TEXT EXCERPT.
#####

Positional arguments:

* "SPECIMEN" is the name of the program to simulate.  x86sim will
  locate this program using the same rules as the shell: using the
  name directly if it contains a slash, or consulting the PATH
  environment variable otherwise.  NOTE: For temporary backward
  compatibility, x86sim also searches the CWD, but does so last (do
  not depend on this feature).

* "SPECIMEN_ARGS" are all the arguments for the specimen.

== Design ==

x86sim uses ROSE's binary support to simulate a process:

* The memory address space of the specimen is represented by an
  instance of ROSE's MemoryMap class.  Keeping the specimen's address
  space separated from x86sim's address space allows the specimen to
  use its entire address space however it chooses, and it prevents the
  specimen from being able to access x86sim's address space.

  The main drawback of this design is that every specimen memory
  access must go through the MemoryMap, and x86sim must marshal data
  between the specimen's and x86sim's address spaces when performing a
  system call on behalf of the specimen.  This has an impact on
  performance.

#####

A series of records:
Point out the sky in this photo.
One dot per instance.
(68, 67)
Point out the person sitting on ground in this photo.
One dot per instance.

#####

EXERCISES TO COMPLETE.
a – In the x86sim notes, which class stands for the specimen's memory address space?
b – Carry on the x86sim design notes, starting after their final sentence.

ANSWERS TO THE TASKS.
a – ROSE's MemoryMap class.

b –
* The specimen's instructions are simulated rather than executed
  directly by the CPU.  The simulation is performed by the
  X86InstructionSemantics class defined in ROSE and an EmulationPolicy
  class defined in x86sim.  The X86InstructionSemantics class defines
  what basic operations must be performed by each instruction, while
  the EmulationPolicy class defines the operations themselves.

  Simulating each instruction has a number of advantages:

     * the specimen can be for a different architecture than that on
       which x86sim is running.

     * x86sim handles priviledged instructions the same way as all
       other instructions.

     * it's easy to modify x86sim to do something special for
       certain instructions.

     * it allows x86sim to keep the specimen in a separate address
       space that doesn't overlap with x86sim's address space.

     * it's a good way to gain confidence that ROSE's instruction
       semantics are working properly.  A bug in the implementation
       would likely cause the specimen to fail.

  The main disadvantage of simulating each instruction is that it
  is much slower than executing instructions directly.

* The ROSE Disassembler is used to build an intermediate
  representation of each instruction before the instruction can be
  simulated.  Disassembly at some level is necessary in order to
  simulate instructions, and the level of disassembly that x86sim uses
  is the same as that which ROSE uses for all other binary
  analyses. Besides being necessary for simulation, this also gives us
  confidence that the disassembler is functioning properly.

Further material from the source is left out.